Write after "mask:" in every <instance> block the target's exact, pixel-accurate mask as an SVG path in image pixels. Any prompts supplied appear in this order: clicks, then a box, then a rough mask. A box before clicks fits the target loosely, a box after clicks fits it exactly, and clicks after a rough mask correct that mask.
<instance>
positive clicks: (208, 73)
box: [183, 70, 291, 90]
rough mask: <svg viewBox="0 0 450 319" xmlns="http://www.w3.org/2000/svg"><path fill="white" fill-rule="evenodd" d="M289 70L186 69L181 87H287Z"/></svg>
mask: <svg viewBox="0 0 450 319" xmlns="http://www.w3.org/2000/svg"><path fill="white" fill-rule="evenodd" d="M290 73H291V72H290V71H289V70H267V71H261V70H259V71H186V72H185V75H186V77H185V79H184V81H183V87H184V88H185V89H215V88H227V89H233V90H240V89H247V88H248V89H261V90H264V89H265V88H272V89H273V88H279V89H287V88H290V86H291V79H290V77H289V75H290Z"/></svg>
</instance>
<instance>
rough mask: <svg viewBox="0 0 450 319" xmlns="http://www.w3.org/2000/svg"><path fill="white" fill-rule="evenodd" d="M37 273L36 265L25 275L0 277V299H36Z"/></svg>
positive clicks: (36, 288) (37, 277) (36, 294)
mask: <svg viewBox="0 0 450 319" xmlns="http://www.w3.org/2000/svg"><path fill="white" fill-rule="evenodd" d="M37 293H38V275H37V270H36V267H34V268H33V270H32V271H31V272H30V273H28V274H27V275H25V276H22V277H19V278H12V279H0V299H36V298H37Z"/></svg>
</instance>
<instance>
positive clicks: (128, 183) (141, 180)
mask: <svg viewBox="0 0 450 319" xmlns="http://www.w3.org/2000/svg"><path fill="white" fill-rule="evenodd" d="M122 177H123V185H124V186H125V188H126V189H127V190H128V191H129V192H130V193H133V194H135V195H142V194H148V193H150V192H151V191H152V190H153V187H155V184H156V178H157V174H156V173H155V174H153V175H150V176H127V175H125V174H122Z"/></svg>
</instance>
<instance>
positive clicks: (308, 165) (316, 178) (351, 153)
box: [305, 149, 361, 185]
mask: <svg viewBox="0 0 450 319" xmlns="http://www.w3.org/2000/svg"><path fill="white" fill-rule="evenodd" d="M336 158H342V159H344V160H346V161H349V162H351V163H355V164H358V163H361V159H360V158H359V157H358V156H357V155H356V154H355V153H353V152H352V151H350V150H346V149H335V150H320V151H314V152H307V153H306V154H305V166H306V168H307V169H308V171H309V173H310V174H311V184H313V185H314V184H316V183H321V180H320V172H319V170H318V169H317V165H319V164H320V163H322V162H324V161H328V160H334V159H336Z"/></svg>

○ ○ ○ ○

_Work order_. Reproduce all entries. Keep them exact.

_Solution to this task_.
Write after "mask:" in every <instance> block the target's exact, pixel-accurate mask as an SVG path in image pixels. Any prompts supplied appear in this order: clicks, then a box, then a rough mask. A box before clicks fits the target loosely, a box after clicks fits it exactly, and clicks after a rough mask correct that mask.
<instance>
positive clicks: (208, 73)
box: [183, 70, 291, 90]
rough mask: <svg viewBox="0 0 450 319" xmlns="http://www.w3.org/2000/svg"><path fill="white" fill-rule="evenodd" d="M289 70L186 69L181 87H287Z"/></svg>
mask: <svg viewBox="0 0 450 319" xmlns="http://www.w3.org/2000/svg"><path fill="white" fill-rule="evenodd" d="M290 73H291V72H290V71H289V70H267V71H261V70H259V71H186V72H185V75H186V77H185V79H184V81H183V87H184V88H185V89H215V88H227V89H233V90H240V89H247V88H248V89H261V90H264V89H265V88H272V89H273V88H279V89H287V88H290V86H291V79H290V77H289V75H290Z"/></svg>
</instance>
<instance>
rough mask: <svg viewBox="0 0 450 319" xmlns="http://www.w3.org/2000/svg"><path fill="white" fill-rule="evenodd" d="M37 273L36 265L25 275L0 277V299H36Z"/></svg>
positive clicks: (36, 288) (37, 277) (36, 294)
mask: <svg viewBox="0 0 450 319" xmlns="http://www.w3.org/2000/svg"><path fill="white" fill-rule="evenodd" d="M37 293H38V275H37V270H36V267H34V268H33V270H32V271H31V272H30V273H28V274H27V275H25V276H22V277H19V278H12V279H0V299H36V298H37Z"/></svg>
</instance>
<instance>
positive clicks: (128, 183) (141, 180)
mask: <svg viewBox="0 0 450 319" xmlns="http://www.w3.org/2000/svg"><path fill="white" fill-rule="evenodd" d="M122 177H123V185H124V186H125V188H126V189H127V190H128V191H129V192H130V193H133V194H135V195H142V194H148V193H150V192H151V191H152V190H153V187H155V184H156V178H157V174H156V173H155V174H153V175H150V176H127V175H125V174H122Z"/></svg>
</instance>
<instance>
positive clicks: (308, 165) (316, 178) (351, 153)
box: [305, 149, 361, 185]
mask: <svg viewBox="0 0 450 319" xmlns="http://www.w3.org/2000/svg"><path fill="white" fill-rule="evenodd" d="M336 158H342V159H344V160H346V161H349V162H351V163H355V164H358V163H361V159H360V158H359V157H358V156H357V155H356V154H355V153H353V152H352V151H350V150H346V149H335V150H320V151H314V152H307V153H306V154H305V166H306V168H307V169H308V171H309V173H310V174H311V184H313V185H314V184H316V183H321V180H320V172H319V170H318V169H317V165H319V164H320V163H322V162H324V161H328V160H334V159H336Z"/></svg>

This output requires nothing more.